2021 to 2022 academic year
Full-time and part-time undergraduate or postgraduate students can get up to £25,000 a year for support.
2020 to 2021 academic year
Full-time undergraduate or postgraduate students can get up to £23,258 a year for support. Part-time undergraduate or postgraduate students can get up to £17,443
Eligible disabilities could include a:
- long-term health condition
- mental health condition
- specific learning difficulty, such as dyslexia
DSA doesn't depend on household income – what you can get depends on your own needs. You don't have to pay these back.
You can get help with:
- day-to-day costs of studying that are related to your disability. For example, photocopying costs.
- specialist equipment. For example, a computer or disability-related software. Any equipment bought must have been included in the report from your Study Needs Assessment. If your Study Needs Assessment recommends that they need a computer or laptop, you’ll have to pay £200 towards it.
- a non-medical helper. For example, a British Sign Language interpreter. This person cannot be a friend or family member.

■ TASK STATEMENT
According to the text on DSA support, how much must a student pay toward a computer or laptop that the Study Needs Assessment recommends?

■ GIVEN MATERIAL
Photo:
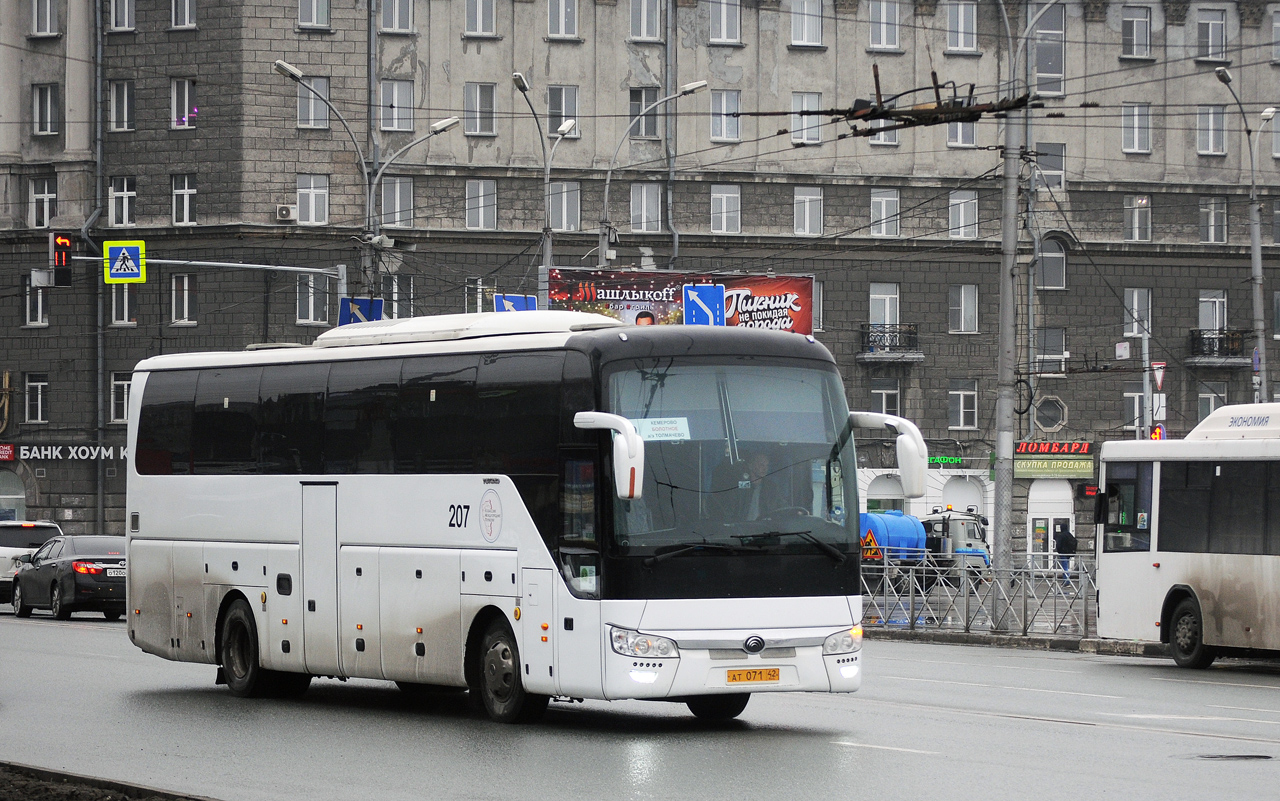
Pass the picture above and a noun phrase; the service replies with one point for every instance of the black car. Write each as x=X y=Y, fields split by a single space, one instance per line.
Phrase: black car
x=73 y=573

■ RESULT OF THIS EXERCISE
£200